* EXTRACT *

○ ○ ○

Greenish tubas?

I occasionally see a musician playing a tuba (sometimes french horn?) that has a definite greenish cast to it. Do some musicians allow their instruments to develop a natural patina?
BTW; I’ve only noticed this on tv, in orchestras, and the camera didn’t pause for very long.
Peace,
mangeorge

I don’t think the patina is desirable. I have an old baritone that I pull out once a year for TubaChristmas that has a patina and it stinks. At the end of the day my hands and clothes smell like I’ve been rolling in old coins.

The patina is an unfortunate result of the material of the instrument. If you like the way it sounds and feels, and/ or can’t afford a new one (tubas are expensive) you just live with the patina. You don’t encourage it.

Most tubas made in the last half of the last century or so either came with a lacquered finish or had lacquer applied later. Sometimes the lacquer peels off unevenly and then the horn will tarnish unevenly.
Earlier tubas often were raw brass, and that definitely tarnishes. A lot. Not only can it make your clothes smell, as ZipperJJ notes, it can leave black and green streaks. Owning a raw brass instrument means taking the time to clean it.

○ ○ ○

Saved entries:
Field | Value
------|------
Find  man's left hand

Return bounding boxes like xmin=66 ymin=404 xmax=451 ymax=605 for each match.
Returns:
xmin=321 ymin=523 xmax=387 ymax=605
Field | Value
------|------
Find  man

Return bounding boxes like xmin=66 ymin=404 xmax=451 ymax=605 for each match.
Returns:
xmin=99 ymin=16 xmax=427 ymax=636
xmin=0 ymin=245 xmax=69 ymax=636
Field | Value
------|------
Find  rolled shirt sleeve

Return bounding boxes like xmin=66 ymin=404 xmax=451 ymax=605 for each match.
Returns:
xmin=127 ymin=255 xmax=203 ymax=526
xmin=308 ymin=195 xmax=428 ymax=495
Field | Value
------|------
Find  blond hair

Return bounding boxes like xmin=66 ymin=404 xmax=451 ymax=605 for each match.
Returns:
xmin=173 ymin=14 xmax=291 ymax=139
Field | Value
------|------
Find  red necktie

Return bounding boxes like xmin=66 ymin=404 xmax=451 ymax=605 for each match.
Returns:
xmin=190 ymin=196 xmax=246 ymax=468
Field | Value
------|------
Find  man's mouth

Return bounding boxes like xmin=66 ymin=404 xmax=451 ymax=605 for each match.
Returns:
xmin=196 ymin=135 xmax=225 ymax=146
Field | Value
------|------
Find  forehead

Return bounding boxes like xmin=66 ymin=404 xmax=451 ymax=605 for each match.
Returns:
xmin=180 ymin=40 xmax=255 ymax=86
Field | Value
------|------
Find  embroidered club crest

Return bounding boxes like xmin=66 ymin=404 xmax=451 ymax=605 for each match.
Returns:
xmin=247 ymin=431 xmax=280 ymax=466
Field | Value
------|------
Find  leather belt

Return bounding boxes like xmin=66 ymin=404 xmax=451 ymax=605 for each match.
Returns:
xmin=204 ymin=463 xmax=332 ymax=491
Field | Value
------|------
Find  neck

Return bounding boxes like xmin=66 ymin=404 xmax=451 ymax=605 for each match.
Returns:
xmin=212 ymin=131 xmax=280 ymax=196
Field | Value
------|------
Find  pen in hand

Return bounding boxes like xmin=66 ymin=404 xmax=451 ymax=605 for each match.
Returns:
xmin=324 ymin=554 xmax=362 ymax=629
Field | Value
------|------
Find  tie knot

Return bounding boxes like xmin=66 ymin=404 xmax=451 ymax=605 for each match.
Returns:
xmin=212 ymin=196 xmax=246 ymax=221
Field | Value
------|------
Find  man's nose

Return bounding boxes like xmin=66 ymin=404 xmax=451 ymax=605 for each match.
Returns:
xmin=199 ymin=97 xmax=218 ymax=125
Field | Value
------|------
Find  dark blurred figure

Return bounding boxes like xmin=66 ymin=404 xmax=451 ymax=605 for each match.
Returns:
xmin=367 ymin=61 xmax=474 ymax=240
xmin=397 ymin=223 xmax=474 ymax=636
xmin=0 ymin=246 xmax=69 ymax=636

○ ○ ○

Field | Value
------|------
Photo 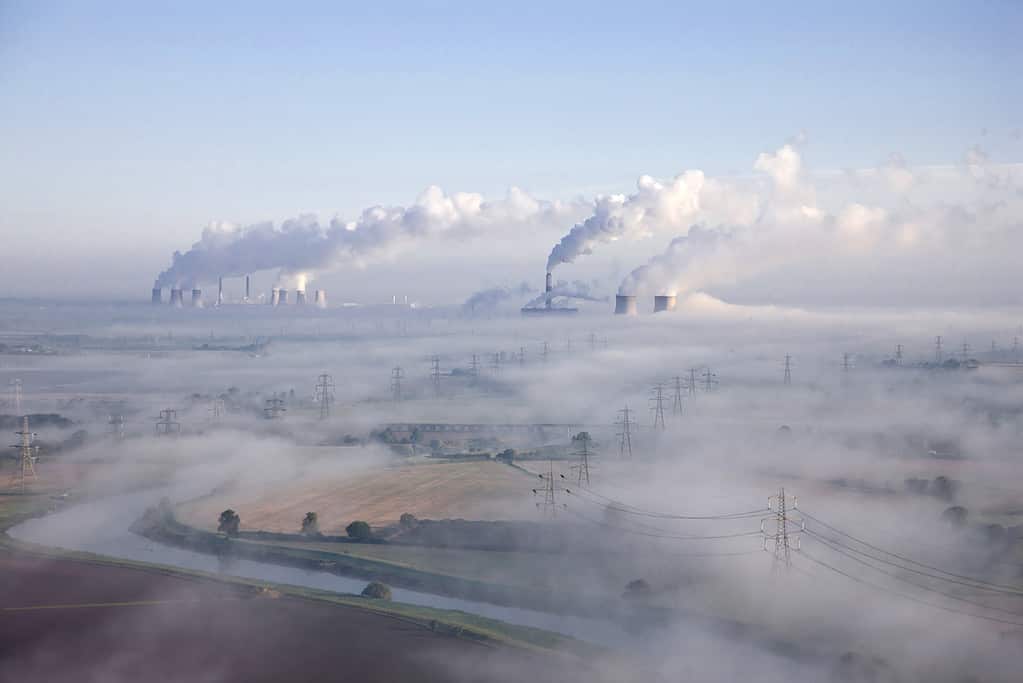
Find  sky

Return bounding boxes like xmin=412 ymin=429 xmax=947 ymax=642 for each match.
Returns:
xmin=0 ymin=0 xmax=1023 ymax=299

○ ○ ○

* PROBLEM TO WORK ON *
Write what comes next in the forum thread about tarnished tubas, picking up after its last sentence. The items have no connection to the forum thread about tarnished tubas.

* TASK ANSWER *
Tarnish and patina are two different thing. Patina is desirable. If cared for properly, a lovely old instrument will glow like fine old silverware does. You wouldn’t want to eat with dirty silverware, but if you clean it while leaving the patina, the value increases and so does the beauty.

Are you sure they’re different things? I thought tarnish was part of developing the patina. Some sort of oxidation has to be involved, or the patina would develop all through the metal. I’m talking about tubas, not forks. I use stainless.

I can’t answer that scientifically, as I’m not a chemist or a metallurgist, but I’ve polished a lot of silverware and watched my husband clean and polish a lot of brass. He doesn’t polish it so it’s shiny-bright. If he’s playing his squeaky-clean 80-year-old horn next to a guy with a brand-new horn, you still can tell the difference, because there is just a luster you can’t get with new.

Nor am I. I wikied it and got a lot of info, but not specifically how to go from tarnish to patina. I’m curious now, so I’l look a little deeper.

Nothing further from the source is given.